[ARTICLE]
● ● ● ● ●

Web3 projects have lost more than $2 billion to hacks this year

In the first six months of 2022, Web3 projects have lost more than $2 billion to hacks and exploits — more than all of 2021 combined.

That’s according to research from blockchain auditing and security company CertiK, which on Thursday released its quarterly Web3 security report covering Q2 of this year. The report paints a sobering picture of a cryptocurrency space still plagued by hacks, scams, and phishing schemes while also facing relatively new threats like flash loan attacks.

CertiK puts particular focus on this last category of threat, which has been created by the invention of flash loans: a decentralized finance mechanism that lets borrowers access extremely large amounts of cryptocurrency for very short periods of time. If used maliciously, flash loans can be used to manipulate the value of a certain token on exchanges or buy up all of the governance tokens in a project and vote to withdraw all of the funds, as happened to Beanstalk in April.

● ● ● ● ●

Dataset excerpts on object pointing:
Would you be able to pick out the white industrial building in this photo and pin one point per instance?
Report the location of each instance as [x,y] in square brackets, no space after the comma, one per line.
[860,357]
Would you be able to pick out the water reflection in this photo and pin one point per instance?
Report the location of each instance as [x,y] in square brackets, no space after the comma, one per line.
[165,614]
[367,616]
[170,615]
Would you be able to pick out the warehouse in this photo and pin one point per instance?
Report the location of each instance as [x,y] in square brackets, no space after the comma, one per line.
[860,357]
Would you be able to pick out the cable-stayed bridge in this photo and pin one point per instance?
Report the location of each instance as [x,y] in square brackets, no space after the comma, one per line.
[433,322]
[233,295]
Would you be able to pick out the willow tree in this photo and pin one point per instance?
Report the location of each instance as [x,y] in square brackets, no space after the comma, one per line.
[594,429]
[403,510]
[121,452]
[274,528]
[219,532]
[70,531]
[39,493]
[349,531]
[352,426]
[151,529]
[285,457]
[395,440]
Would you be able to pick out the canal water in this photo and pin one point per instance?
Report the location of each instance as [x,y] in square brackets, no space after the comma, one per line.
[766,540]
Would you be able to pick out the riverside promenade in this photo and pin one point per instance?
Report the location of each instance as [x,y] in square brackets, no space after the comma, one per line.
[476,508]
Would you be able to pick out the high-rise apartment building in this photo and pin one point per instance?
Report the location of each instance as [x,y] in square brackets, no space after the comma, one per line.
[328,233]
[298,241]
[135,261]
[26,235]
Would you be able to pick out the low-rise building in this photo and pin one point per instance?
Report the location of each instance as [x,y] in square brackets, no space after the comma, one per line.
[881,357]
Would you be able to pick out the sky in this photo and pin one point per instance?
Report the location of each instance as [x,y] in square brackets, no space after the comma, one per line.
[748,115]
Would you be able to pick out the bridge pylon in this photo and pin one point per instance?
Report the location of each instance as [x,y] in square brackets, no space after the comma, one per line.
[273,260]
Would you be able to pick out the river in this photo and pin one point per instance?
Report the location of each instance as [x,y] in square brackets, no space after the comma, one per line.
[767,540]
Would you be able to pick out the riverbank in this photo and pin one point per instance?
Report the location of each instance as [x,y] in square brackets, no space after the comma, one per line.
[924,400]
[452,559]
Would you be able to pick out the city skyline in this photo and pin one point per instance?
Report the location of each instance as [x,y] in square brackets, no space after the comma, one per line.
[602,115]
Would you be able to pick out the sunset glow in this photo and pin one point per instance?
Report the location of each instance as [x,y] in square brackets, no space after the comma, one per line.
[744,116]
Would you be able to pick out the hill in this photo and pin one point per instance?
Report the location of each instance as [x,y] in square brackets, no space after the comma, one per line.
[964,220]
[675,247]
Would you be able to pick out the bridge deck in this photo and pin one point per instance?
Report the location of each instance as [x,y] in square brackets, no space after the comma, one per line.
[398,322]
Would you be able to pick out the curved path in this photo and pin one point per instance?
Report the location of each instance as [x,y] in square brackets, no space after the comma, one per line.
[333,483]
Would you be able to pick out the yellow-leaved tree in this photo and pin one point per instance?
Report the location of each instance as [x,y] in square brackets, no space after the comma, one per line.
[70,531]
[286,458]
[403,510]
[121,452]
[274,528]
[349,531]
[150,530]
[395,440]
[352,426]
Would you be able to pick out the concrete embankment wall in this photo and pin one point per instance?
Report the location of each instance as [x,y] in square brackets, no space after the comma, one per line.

● ● ● ● ●

[SET TASK 1] Please list the three things that the article on Web3 hacks says the cryptocurrency space is still plagued by.
[SET TASK 2] Reproduce the Web3 hacks article from "CertiK puts particular" to "Beanstalk in April.".

[EXPECTED ANSWER 1] Hacks, scams, and phishing schemes.

[EXPECTED ANSWER 2]
CertiK puts particular focus on this last category of threat, which has been created by the invention of flash loans: a decentralized finance mechanism that lets borrowers access extremely large amounts of cryptocurrency for very short periods of time. If used maliciously, flash loans can be used to manipulate the value of a certain token on exchanges or buy up all of the governance tokens in a project and vote to withdraw all of the funds, as happened to Beanstalk in April.